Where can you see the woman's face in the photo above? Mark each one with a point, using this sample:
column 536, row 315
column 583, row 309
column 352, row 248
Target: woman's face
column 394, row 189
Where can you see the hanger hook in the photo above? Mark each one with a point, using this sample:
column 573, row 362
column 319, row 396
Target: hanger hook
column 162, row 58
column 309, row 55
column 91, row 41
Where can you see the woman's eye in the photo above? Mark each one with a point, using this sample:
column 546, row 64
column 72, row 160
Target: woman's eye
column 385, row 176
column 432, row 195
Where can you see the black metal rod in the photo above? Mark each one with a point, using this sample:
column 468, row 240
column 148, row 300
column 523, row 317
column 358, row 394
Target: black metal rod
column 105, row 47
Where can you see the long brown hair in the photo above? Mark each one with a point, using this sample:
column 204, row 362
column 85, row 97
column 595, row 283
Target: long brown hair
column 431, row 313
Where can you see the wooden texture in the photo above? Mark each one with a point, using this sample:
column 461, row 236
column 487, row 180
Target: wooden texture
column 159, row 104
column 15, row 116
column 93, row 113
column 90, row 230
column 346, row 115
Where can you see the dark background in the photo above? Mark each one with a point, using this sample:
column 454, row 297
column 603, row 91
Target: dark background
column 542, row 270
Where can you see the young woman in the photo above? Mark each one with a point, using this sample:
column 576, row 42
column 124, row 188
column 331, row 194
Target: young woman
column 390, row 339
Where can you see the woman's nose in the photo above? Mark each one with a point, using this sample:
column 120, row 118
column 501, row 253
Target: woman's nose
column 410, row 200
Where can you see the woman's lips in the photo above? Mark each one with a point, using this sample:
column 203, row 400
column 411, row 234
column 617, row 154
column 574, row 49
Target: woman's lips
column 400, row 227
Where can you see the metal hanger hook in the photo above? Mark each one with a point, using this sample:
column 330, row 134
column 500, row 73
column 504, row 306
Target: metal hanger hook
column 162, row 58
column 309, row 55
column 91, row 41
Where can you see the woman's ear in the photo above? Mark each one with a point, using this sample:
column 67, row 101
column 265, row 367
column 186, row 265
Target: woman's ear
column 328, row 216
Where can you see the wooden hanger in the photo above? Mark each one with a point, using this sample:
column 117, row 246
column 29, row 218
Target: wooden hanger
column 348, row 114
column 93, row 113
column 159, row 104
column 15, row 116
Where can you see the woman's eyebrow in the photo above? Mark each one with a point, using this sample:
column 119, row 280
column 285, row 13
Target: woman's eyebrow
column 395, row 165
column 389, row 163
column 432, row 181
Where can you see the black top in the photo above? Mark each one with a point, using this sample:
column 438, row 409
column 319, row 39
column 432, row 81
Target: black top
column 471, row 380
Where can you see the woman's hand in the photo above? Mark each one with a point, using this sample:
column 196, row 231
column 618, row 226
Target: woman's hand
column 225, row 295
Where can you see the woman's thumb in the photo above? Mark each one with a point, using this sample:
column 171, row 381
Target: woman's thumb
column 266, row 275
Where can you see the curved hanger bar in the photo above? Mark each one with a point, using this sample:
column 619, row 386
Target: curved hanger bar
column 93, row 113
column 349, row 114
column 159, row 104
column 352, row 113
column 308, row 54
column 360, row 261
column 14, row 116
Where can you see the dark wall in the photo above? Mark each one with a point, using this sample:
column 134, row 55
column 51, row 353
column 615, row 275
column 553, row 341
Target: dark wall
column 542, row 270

- _Exercise objective_
Every line above should be reproduced precisely.

- _Task output_
Where can you see the woman's face in the photo above? Mark each one with a point, using this sample:
column 536, row 315
column 583, row 309
column 352, row 248
Target: woman's face
column 394, row 189
Where can you see the hanger hook in the photo above? Mark each one with a point, using this sample:
column 573, row 362
column 319, row 396
Target: hanger hook
column 162, row 58
column 309, row 55
column 91, row 41
Where can you see the woman's eye in the photo above? Mark each one with a point, using this sample:
column 546, row 64
column 72, row 160
Target: woman's eye
column 385, row 176
column 432, row 195
Where can you see the black metal rod in the photo above? Mark each one with a point, using this sample:
column 468, row 240
column 148, row 300
column 523, row 317
column 358, row 394
Target: black metal rod
column 105, row 47
Where can you see the long brown hair in the photo above? Mark each one with a point, using this sample:
column 204, row 362
column 85, row 97
column 595, row 283
Target: long brown hair
column 431, row 313
Where can you see the wooden texture in the photo above? Mark each one with a point, using this sample:
column 461, row 236
column 487, row 180
Target: wooden texture
column 159, row 104
column 15, row 116
column 93, row 113
column 90, row 230
column 346, row 115
Where can you see the dark background in the photo above? Mark each one with a point, using this sample:
column 454, row 297
column 603, row 91
Target: dark background
column 542, row 270
Where can you see the young woman in the photo above? Mark each one with a point, using this sample:
column 576, row 42
column 124, row 188
column 331, row 194
Target: young woman
column 390, row 339
Where can you see the woman's nose in the photo above? Mark each one with a point, using this sample:
column 120, row 118
column 501, row 253
Target: woman's nose
column 410, row 200
Where can you see the woman's lips in the photo above? Mark each one with a point, using this sample:
column 203, row 400
column 411, row 234
column 617, row 154
column 574, row 49
Target: woman's lips
column 400, row 227
Where can you see the metal hanger hook in the photo above? Mark each one with a point, using this sample:
column 330, row 134
column 500, row 73
column 504, row 306
Target: metal hanger hook
column 162, row 58
column 309, row 55
column 91, row 41
Where can you see the woman's ear in the photo above? Mark each one with a point, using this sample:
column 67, row 101
column 265, row 367
column 186, row 265
Target: woman's ear
column 328, row 216
Where can you see the wooden hanger in the photo above? Mark each one with a point, using this sample:
column 117, row 246
column 29, row 218
Target: wooden hanger
column 348, row 114
column 93, row 113
column 159, row 104
column 15, row 116
Where can you see the woman's eyebrow in the photo above? Mark each one with a point, using this sample:
column 119, row 280
column 285, row 13
Target: woman's eyebrow
column 395, row 165
column 389, row 163
column 432, row 181
Where can you see the black top in the photo above? Mark each one with a point, using this sample:
column 438, row 409
column 319, row 39
column 432, row 81
Target: black top
column 471, row 380
Where can you see the woman's hand in the photo above? Mark each one with a point, using this sample:
column 196, row 231
column 618, row 226
Target: woman's hand
column 225, row 295
Where can you see the woman's thumb in the photo above? Mark each one with a point, using this sample:
column 171, row 381
Target: woman's thumb
column 266, row 275
Where can you see the curved hanger bar in the photo above? Mark each one with a point, using this sample:
column 619, row 386
Target: curved hanger bar
column 93, row 113
column 349, row 114
column 159, row 104
column 352, row 113
column 308, row 54
column 360, row 261
column 14, row 116
Where can you see the dark wall in the photo above? Mark each one with a point, using this sample:
column 134, row 55
column 51, row 353
column 615, row 275
column 553, row 341
Target: dark wall
column 542, row 270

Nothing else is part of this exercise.